# Aim of the task
Print out the records precisely, keeping each line identical to its source.

# Data provided

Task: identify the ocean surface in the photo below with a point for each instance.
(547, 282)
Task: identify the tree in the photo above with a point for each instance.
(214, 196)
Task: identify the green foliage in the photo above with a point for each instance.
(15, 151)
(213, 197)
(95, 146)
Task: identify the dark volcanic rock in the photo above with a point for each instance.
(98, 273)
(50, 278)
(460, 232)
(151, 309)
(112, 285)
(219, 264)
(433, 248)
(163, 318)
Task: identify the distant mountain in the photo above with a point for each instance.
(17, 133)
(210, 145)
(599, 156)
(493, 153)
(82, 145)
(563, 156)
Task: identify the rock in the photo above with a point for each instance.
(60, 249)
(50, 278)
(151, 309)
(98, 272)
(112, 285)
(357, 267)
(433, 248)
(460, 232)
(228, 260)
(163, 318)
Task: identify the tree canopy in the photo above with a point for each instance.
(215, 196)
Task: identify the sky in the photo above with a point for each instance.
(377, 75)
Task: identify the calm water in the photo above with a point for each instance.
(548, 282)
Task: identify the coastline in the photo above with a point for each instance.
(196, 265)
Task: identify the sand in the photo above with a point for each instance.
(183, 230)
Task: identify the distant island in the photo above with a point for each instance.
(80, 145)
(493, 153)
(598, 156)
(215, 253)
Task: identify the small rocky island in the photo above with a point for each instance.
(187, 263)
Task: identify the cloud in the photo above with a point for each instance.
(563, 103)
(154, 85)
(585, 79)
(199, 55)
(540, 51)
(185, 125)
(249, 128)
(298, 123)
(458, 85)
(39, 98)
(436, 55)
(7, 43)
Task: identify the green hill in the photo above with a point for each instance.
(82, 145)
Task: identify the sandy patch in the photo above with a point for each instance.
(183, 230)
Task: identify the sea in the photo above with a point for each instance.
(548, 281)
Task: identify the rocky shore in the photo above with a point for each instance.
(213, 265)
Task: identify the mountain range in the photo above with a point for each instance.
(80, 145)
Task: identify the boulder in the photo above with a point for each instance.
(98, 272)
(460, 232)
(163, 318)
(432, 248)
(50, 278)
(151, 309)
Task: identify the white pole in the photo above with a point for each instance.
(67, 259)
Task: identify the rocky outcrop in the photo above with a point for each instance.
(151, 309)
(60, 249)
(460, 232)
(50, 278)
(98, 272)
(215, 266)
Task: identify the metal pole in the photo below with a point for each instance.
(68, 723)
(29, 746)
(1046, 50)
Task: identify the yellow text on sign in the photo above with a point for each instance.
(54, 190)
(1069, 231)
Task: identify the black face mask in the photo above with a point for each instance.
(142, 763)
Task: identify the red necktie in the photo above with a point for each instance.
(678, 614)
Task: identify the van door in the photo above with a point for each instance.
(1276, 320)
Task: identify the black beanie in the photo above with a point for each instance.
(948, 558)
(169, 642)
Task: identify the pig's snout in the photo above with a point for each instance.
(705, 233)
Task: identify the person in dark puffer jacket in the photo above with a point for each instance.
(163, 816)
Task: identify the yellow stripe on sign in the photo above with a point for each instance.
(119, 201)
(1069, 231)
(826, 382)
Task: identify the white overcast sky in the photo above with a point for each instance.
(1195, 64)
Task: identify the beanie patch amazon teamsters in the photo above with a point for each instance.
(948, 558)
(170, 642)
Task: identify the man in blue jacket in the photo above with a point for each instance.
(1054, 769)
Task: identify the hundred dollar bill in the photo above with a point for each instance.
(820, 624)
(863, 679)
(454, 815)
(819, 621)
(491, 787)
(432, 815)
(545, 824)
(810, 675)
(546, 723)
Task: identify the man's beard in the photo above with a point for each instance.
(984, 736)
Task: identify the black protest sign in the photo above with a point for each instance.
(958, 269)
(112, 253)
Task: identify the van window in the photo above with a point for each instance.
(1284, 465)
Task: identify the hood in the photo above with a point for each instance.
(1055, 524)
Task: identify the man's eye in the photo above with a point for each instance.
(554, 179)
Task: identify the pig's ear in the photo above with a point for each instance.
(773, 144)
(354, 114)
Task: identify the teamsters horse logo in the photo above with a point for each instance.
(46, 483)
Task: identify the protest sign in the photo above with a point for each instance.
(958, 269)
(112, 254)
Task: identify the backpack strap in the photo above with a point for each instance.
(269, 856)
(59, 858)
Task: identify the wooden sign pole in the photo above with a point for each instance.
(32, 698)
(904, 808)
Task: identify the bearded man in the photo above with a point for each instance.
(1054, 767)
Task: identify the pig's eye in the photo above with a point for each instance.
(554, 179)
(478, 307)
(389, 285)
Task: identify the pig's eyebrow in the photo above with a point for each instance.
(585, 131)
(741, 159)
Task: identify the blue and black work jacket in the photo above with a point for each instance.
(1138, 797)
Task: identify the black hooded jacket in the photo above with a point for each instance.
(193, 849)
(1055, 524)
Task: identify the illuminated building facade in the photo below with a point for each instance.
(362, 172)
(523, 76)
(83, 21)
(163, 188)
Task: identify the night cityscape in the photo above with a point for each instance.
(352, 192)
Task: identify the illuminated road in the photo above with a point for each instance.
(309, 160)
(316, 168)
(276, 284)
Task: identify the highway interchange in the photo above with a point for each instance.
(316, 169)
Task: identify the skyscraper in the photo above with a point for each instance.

# Solved exercise
Task: identify the ocean surface in the photo below with a point for each instance.
(547, 282)
Task: identify the tree in the photo above with a point for each instance.
(214, 196)
Task: identify the green foliage in the photo above with a point for each instance.
(15, 151)
(213, 197)
(95, 146)
Task: identify the dark volcanic rock in the photo above with a point for each instance.
(98, 273)
(50, 278)
(460, 232)
(151, 309)
(112, 285)
(219, 264)
(433, 248)
(163, 318)
Task: identify the distant mountain in the photo above with a point for each instance.
(17, 133)
(210, 145)
(599, 156)
(493, 153)
(82, 145)
(563, 156)
Task: identify the rock in the photo above with a point for each instance.
(60, 249)
(50, 278)
(151, 309)
(98, 272)
(112, 285)
(357, 267)
(433, 248)
(460, 232)
(228, 260)
(163, 318)
Task: identify the tree canopy in the photo above with a point for each instance.
(215, 196)
Task: identify the sky in the photo above with a point for each instance.
(377, 75)
Task: identify the calm water in the photo above with a point for each instance.
(548, 282)
Task: identify the coastline in the photo above with a point for each instance.
(196, 265)
Task: identify the sand in the photo above with a point for each instance.
(183, 230)
Task: identify the distant island in the photo above with a point for each instance.
(80, 145)
(493, 153)
(598, 156)
(215, 253)
Task: identify the small rocky island in the photo above with a point for each instance.
(187, 263)
Task: identify the cloud in the photo above with a point for each instance.
(563, 103)
(154, 85)
(585, 79)
(199, 55)
(540, 51)
(185, 125)
(249, 128)
(298, 123)
(458, 85)
(39, 98)
(436, 55)
(7, 43)
Task: identify the green hill in the photo above with a point for each instance.
(82, 145)
Task: identify the sandy patch in the photo above with a point for each instance.
(183, 230)
Task: identify the sea in the photo above with a point for each instance.
(548, 281)
Task: identify the rocky shore in the photo above with a point for each instance.
(213, 265)
Task: identify the mountain range in the photo above with a point for each instance.
(80, 145)
Task: identify the boulder in the photo above with a point for each instance.
(98, 272)
(460, 232)
(163, 318)
(432, 248)
(50, 278)
(151, 309)
Task: identify the white pole in the photo above with a point for each instance.
(67, 259)
Task: identify the rocky outcrop in the photo above with a point for each instance.
(151, 309)
(60, 249)
(460, 232)
(50, 278)
(98, 272)
(215, 266)
Task: identify the metal pole in the photo below with a point for each instance.
(68, 723)
(29, 746)
(1046, 50)
Task: identify the yellow text on sign in the photo above with a point for each instance.
(54, 190)
(1069, 231)
Task: identify the black face mask in the photo above with a point for each instance.
(142, 763)
Task: identify the red necktie in the photo above with a point for each instance.
(678, 614)
Task: identify the van door in the photo above with a point for each instance.
(1276, 320)
Task: identify the black beanie in the photo above with a point for each instance.
(948, 558)
(169, 642)
Task: identify the pig's snout in the photo above with a point for each instance.
(705, 233)
Task: identify the person in dark puffer jacket in the photo above with a point for each instance.
(163, 816)
Task: identify the yellow stripe on sign in the photo above with a point for each instance.
(119, 201)
(1069, 231)
(826, 382)
Task: identify the white overcast sky in the photo above with a point for each instance.
(1195, 64)
Task: identify the beanie patch amazon teamsters in the photo above with a point for each instance.
(948, 558)
(170, 642)
Task: identify the man in blue jacket in the photo above with a point for each instance.
(1054, 769)
Task: identify the hundred dollar bill in the photo above with a point for each instance.
(820, 624)
(863, 679)
(454, 815)
(819, 621)
(491, 787)
(432, 815)
(545, 824)
(810, 675)
(546, 723)
Task: identify the man's beard in the photo above with a point for each instance.
(984, 736)
Task: identify the black protest sign in the photo above with a point for each instance.
(958, 269)
(112, 253)
Task: identify the van window in the photo above with a point for each instance.
(1284, 465)
Task: identify the hood in the photo above with a point for each instance.
(1055, 524)
Task: identify the man's eye in the photo above with a point for each instance.
(554, 179)
Task: identify the pig's ear in the photo above with a point for each instance.
(773, 144)
(354, 114)
Task: identify the teamsters horse logo in the photo above with a point for each instance.
(46, 483)
Task: identify the protest sign in the photo above with a point for each instance.
(958, 269)
(112, 254)
Task: identify the backpack strap in the photo above with a point for each instance.
(269, 856)
(59, 858)
Task: identify the wooden sign pole in the photo above with a point for each instance.
(32, 698)
(904, 808)
Task: identify the bearded man in the photo above with a point for each instance.
(1054, 767)
Task: identify the pig's eye in the photo above with a point for each instance.
(554, 179)
(478, 307)
(389, 285)
Task: identify the pig's eyebrow in the photo above with a point for each instance.
(585, 131)
(741, 159)
Task: identify the blue and black work jacket in the photo above with a point for each instance.
(1138, 797)
Task: identify the black hooded jacket in the photo above with a point for each instance.
(193, 849)
(1055, 524)
Task: identify the illuminated building facade in the photo below with a point for each instance.
(362, 172)
(523, 76)
(83, 21)
(163, 188)
Task: identify the night cityscape in the photo above with a point for each instance.
(352, 192)
Task: identify the illuminated road in the photo above with a point for each instance.
(309, 160)
(316, 168)
(276, 284)
Task: identify the highway interchange in the photo above with a point for each instance.
(316, 169)
Task: identify the skyscraper in the photo above with a point for each instance.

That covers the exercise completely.